- _Yapılacaklar_:
[1] Aşağıdaki ifadelerin Adalet Zemini toplantısı metniyle uyuşup uyuşmadığını her biri için evet ya da hayır diyerek belirtin ve kararı veren sözleri metinden aynen alıntılayın. (a) Toplantı internetten canlı yayınlandı. (b) Açılış konuşmalarının moderatörü Ferhat Kentel'di. (c) Toplantı Taksim Hill Otel'de yapıldı.
[2] Adalet Zemini toplantısı metninde "Adalet Zemini olarak" sözleriyle başlayıp "fazla ele almalıyız." sözleriyle biten bölümü hiç değiştirmeden yazın.

- _Verilen metin_:
%%

4 Şubat 2017 – Türkiye’de Demokrasi ve Adalet Arayışları Toplantısı

0

Adalet Zemini’nin Türkiye’de Demokrasi ve Adalet Arayışları konulu toplantısı 4 Şubat Cumartesi günü Taksim Hill Otel’de gerçekleştirildi. Toplantılar internetten canlı olarak yayınlandı. Anayasa, yönetim sistemleri, İslamiyet ve demokrasi, ekonomik kriz ve emekçiler, Kürt meseleleri konularında görüş ve öneriler sunuldu, salondan katkılar oldu, tartışmalar yapıldı. Farklı geleneklerden gelen insanların ortak tartışma platformu olan Adalet Zemini, ilkelerine uygun bir toplantı gerçekleştirmiş oldu. Toplantıya gerek salon katılımı gerek internet katılımı şeklinde yoğun ilgi olması, bu ihtiyacın geniş bir çevre tarafından da hissedildiğini göstermektedir.
Toplantıda açılış konuşmalarını Yıldız Önen moderasyonunda Hidayet Şefkatli Tuksal ve Ferhat Kentel yaptı. Konuşmalarda özetle şunlar belirtildi:
Ülkemizde kutuplaştırıcı bir ortam var. Ama bizler, iki keskin taraf arasındaki reddedici, dışlayıcı tavırlara itibar etmiyoruz. Farklı kesimlerden insanlar olarak kendi gerçekliklerimizi inkar etmeden birarada çalışıyoruz. Adalet Zemini, barış, demokrasi, adalet iklimi sunuyor. Birbirimizle kavga ederek değil, hayal kurarak yaşamak, iyi şeyler yaratmak istiyoruz.
Adalet Zemini olarak önemli bir tecrübe yaşıyoruz, birlikte bir dil inşa etmeye çalışıyoruz. Ülkemizin gidişatına etki etmek istiyoruz. Şimdi anayasa tartışmaları var, evet- hayır kutuplaşması içindeyiz. Halbuki böyle kutuplaşmadan da evet veya hayır diyebiliriz. Toplumda siyaset dışında da pek çok düzlem var, kültürel, yaşam tarzı vb. pek çok ortak alanlarımız var. Ayrışma, kutuplaşma anormaldir, normal olan farklı kimliklerin yaşamdaki ortaklığıdır. Belli ilkelerimiz olmalı, örneğin ahlak, vicdan, adalet gibi kavramları daha fazla ele almalıyız.

%%

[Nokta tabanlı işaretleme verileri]
%%

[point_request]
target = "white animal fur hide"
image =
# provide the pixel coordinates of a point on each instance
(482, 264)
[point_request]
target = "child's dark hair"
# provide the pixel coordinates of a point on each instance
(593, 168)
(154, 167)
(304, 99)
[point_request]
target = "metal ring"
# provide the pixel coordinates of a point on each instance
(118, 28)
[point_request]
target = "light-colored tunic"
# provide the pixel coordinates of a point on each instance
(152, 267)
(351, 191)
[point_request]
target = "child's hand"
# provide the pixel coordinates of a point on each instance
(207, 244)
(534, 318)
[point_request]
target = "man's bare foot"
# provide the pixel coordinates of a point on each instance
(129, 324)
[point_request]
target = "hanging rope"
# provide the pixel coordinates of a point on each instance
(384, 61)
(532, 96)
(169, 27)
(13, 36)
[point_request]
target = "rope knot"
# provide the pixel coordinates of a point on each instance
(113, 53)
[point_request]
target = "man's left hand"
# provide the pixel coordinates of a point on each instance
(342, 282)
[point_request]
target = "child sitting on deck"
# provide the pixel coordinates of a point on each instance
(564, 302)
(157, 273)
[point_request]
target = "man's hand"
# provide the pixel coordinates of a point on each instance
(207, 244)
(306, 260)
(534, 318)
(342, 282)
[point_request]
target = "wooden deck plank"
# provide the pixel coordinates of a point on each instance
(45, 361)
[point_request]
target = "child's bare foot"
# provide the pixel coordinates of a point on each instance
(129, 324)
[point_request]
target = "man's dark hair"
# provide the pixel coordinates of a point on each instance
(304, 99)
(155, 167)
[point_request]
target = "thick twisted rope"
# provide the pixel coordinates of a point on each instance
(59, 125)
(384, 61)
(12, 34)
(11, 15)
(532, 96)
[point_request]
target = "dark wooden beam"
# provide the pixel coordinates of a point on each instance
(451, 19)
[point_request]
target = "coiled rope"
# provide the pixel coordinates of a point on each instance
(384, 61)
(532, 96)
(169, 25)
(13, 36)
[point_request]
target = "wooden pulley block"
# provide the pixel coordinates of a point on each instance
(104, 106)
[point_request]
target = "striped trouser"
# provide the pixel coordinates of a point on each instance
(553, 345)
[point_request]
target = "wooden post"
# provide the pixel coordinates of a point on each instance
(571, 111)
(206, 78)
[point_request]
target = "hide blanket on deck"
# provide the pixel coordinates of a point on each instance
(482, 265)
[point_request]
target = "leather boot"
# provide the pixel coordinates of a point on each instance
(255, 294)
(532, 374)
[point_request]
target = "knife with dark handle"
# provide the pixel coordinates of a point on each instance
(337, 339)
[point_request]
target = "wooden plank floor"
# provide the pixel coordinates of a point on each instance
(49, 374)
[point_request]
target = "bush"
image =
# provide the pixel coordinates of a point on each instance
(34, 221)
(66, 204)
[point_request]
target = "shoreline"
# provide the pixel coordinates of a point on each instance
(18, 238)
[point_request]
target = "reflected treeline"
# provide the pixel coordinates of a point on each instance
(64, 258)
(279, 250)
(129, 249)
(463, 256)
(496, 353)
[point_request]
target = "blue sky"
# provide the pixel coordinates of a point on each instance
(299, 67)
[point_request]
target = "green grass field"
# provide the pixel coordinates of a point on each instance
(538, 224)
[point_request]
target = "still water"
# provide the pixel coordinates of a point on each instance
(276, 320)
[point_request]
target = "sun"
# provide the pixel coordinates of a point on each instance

%%

- _Yanıtlar_:
[1]
(a) Evet: "Toplantılar internetten canlı olarak yayınlandı."
(b) Hayır: "Yıldız Önen moderasyonunda Hidayet Şefkatli Tuksal ve Ferhat Kentel yaptı."
(c) Evet: "4 Şubat Cumartesi günü Taksim Hill Otel’de gerçekleştirildi."

[2]
Adalet Zemini olarak önemli bir tecrübe yaşıyoruz, birlikte bir dil inşa etmeye çalışıyoruz. Ülkemizin gidişatına etki etmek istiyoruz. Şimdi anayasa tartışmaları var, evet- hayır kutuplaşması içindeyiz. Halbuki böyle kutuplaşmadan da evet veya hayır diyebiliriz. Toplumda siyaset dışında da pek çok düzlem var, kültürel, yaşam tarzı vb. pek çok ortak alanlarımız var. Ayrışma, kutuplaşma anormaldir, normal olan farklı kimliklerin yaşamdaki ortaklığıdır. Belli ilkelerimiz olmalı, örneğin ahlak, vicdan, adalet gibi kavramları daha fazla ele almalıyız.